#### [Problem details]
Every single entry that follows is to be retyped exactly.

#### [Given records]
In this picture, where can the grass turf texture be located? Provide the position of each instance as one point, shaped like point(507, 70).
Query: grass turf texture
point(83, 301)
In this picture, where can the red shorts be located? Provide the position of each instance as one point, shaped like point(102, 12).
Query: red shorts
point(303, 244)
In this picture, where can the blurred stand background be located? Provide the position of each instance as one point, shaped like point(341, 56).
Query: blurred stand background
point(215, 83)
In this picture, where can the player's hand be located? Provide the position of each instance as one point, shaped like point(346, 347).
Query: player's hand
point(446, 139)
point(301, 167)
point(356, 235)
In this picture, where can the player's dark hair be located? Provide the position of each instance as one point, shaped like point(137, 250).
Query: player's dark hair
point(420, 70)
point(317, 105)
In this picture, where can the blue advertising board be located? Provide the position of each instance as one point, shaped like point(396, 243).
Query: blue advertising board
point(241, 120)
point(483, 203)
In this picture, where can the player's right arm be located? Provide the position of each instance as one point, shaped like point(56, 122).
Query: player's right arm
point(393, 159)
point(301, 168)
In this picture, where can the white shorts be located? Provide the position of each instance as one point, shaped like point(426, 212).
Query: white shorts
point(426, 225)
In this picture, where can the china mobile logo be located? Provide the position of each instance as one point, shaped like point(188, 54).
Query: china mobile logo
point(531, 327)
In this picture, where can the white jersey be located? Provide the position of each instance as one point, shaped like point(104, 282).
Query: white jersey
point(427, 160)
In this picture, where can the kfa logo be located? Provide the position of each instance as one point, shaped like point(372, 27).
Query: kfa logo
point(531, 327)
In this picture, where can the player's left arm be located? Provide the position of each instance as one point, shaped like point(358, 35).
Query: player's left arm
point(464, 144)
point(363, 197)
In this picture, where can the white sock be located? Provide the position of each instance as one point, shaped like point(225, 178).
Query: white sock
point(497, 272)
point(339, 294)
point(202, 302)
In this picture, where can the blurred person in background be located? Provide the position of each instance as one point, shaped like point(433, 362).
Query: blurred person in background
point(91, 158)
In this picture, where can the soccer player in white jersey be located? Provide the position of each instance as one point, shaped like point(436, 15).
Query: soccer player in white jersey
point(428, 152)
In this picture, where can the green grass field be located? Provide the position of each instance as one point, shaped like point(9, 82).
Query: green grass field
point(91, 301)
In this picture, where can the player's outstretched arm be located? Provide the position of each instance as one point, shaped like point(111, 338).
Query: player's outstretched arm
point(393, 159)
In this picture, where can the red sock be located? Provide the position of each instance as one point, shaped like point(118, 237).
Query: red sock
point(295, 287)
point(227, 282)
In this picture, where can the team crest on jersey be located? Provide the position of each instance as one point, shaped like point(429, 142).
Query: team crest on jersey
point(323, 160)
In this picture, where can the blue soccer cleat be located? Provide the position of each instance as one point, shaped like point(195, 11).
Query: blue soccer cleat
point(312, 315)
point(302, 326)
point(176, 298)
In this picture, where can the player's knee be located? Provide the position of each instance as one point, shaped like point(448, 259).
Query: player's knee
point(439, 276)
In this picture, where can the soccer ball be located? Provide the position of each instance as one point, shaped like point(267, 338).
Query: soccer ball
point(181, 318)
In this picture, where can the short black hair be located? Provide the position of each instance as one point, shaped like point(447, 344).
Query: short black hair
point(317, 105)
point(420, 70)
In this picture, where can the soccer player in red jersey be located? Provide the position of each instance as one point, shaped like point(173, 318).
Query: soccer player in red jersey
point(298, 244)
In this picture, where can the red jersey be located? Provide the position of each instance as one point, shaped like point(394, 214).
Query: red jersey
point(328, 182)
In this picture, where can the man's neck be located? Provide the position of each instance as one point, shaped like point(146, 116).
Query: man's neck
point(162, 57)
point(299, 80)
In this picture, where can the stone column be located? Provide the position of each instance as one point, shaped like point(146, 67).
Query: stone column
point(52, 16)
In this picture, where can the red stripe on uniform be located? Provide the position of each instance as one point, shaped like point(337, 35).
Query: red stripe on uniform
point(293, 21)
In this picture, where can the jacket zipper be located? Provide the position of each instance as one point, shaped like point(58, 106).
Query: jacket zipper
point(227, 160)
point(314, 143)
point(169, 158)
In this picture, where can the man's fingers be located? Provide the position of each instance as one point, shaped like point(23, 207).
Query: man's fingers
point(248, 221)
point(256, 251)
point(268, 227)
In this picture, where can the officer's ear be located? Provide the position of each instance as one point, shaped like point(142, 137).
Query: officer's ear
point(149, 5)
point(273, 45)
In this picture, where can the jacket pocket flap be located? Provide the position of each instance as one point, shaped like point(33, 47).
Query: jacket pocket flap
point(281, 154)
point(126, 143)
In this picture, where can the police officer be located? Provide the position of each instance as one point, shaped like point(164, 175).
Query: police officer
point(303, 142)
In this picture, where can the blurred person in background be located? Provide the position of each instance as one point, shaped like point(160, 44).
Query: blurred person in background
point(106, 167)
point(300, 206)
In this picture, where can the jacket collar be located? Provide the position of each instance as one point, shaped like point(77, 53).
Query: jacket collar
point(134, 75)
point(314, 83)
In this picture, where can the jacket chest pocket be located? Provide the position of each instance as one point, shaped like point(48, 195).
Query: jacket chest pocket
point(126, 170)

#### [Solution to this problem]
In this picture, where can the grass turf texture be located? Provide the position of each instance as one point, shaped like point(507, 70).
Query: grass turf texture
point(83, 301)
In this picture, where can the red shorts be located? Provide the position of each instance as one point, shaped like point(102, 12).
Query: red shorts
point(303, 244)
In this picture, where can the blurred stand background be located? Provide the position of each instance as one point, shaped like point(341, 56).
Query: blurred stand background
point(215, 83)
In this picture, where can the player's hand be located? Provide the position of each instance as one point, shaped like point(346, 347).
Query: player's hand
point(446, 139)
point(301, 167)
point(356, 235)
In this picture, where can the player's dark hair be located? Provide the position of each instance as one point, shaped like point(137, 250).
Query: player's dark hair
point(420, 70)
point(317, 105)
In this picture, where can the blue advertising board be located? Provide the position of each instance as one point, shaped like point(396, 243).
Query: blue advertising board
point(241, 120)
point(483, 203)
In this picture, where can the player's right arm be located? Provide the position of each instance as one point, shaped like point(56, 122).
Query: player's right arm
point(393, 159)
point(301, 168)
In this picture, where can the white shorts be located? Provide the position of each instance as one point, shaped like point(426, 212).
Query: white shorts
point(426, 225)
In this picture, where can the china mobile logo be located? Provide the position of each instance as one point, shaped like point(188, 54).
Query: china mobile logo
point(531, 327)
In this picture, where can the white jersey be located? Provide the position of each instance as one point, shaped like point(104, 282).
Query: white jersey
point(427, 160)
In this picture, where can the kfa logo be located? Provide the position of each instance as one point, shaped like point(372, 27).
Query: kfa logo
point(531, 327)
In this picture, where can the player's left arm be located? Provide the position of each instance as one point, shaped like point(358, 35).
Query: player's left arm
point(464, 144)
point(363, 197)
In this picture, where can the white sock be located? Provide the position of each instance as one point, shaped like point(225, 178).
Query: white sock
point(497, 272)
point(339, 294)
point(202, 302)
In this picture, where can the blurred person in background be located? Provide the position of each instance as one point, shaped like point(433, 362).
Query: blurred person in background
point(91, 158)
In this picture, where can the soccer player in white jersey be located? Provide the position of each instance as one point, shaped like point(436, 15).
Query: soccer player in white jersey
point(428, 152)
In this picture, where can the green grass field be located? Provide the position of each instance as one point, shaped like point(9, 82).
Query: green grass field
point(91, 301)
In this picture, where can the player's outstretched arm be located? Provide the position of each instance as one point, shaped like point(111, 338).
Query: player's outstretched arm
point(393, 159)
In this picture, where can the red sock be located? Provide the position of each instance as one point, shaped like point(118, 237).
Query: red sock
point(295, 287)
point(227, 282)
In this picture, where can the team crest on jersey be located? Provide the position of each instance as one point, shaped like point(429, 142).
Query: team crest on jersey
point(323, 160)
In this picture, where can the blue soccer cleat be located? Provide the position of each instance as one point, shaped like point(195, 11).
Query: blue soccer cleat
point(312, 315)
point(302, 326)
point(176, 298)
In this picture, where can the player's knee be located? Provide the position of each instance as one point, shaped like point(448, 259).
Query: player's knee
point(439, 276)
In this picture, where can the soccer ball be located? Provide the position of each instance as one point, shaped like point(267, 338).
Query: soccer ball
point(181, 318)
In this picture, where can the short black hair be located? Provide the position of each instance as one point, shaped like point(447, 344).
Query: short black hair
point(317, 105)
point(420, 70)
In this picture, where can the soccer player in red jersey be located? Provide the position of each instance as one point, shaped like point(173, 318).
Query: soccer player in red jersey
point(298, 244)
In this picture, where can the red jersey be located? Provide the position of each instance as one point, shaped like point(394, 214).
Query: red jersey
point(328, 182)
In this picture, where can the man's neck be located? Provide the position of each instance as one point, shaped like point(146, 116).
Query: man's neck
point(162, 57)
point(299, 80)
In this picture, where can the stone column be located? Provide the position of each instance as one point, shaped like point(146, 67).
Query: stone column
point(52, 16)
In this picture, where can the red stripe on uniform be located? Provide the position of each instance as one point, shaped like point(337, 35).
Query: red stripe on uniform
point(293, 21)
In this picture, where can the jacket zipper be located? Provide the position of each instance as one point, shaped like point(58, 106).
Query: jacket zipper
point(227, 160)
point(314, 143)
point(169, 158)
In this picture, where can the man's fingers be located? Provide the position of each instance as one point, shaped like point(23, 207).
Query: man's fingers
point(248, 221)
point(256, 251)
point(268, 227)
In this picture, where can the officer's ear be located? Provide the position of each instance as one point, shaped like point(142, 137).
Query: officer's ear
point(149, 5)
point(273, 45)
In this picture, where can the jacket pocket flap be located? Provide the position of each instance as one point, shaped like point(33, 47).
Query: jacket pocket flap
point(281, 154)
point(126, 143)
In this picture, where can the police officer be located? Provide the position of each instance as one point, shaped like point(164, 175).
Query: police officer
point(303, 142)
In this picture, where can the blurred person in background be located? Provide the position of each instance as one point, shaped like point(160, 44).
Query: blurred person in background
point(106, 167)
point(300, 206)
In this picture, where can the jacket collar be located? Provide the position of each instance as one point, shaped like point(77, 53).
Query: jacket collar
point(134, 75)
point(314, 83)
In this picture, where can the jacket chest pocket be located? Provide the position of each instance as one point, shaped like point(48, 195).
Query: jacket chest pocket
point(126, 170)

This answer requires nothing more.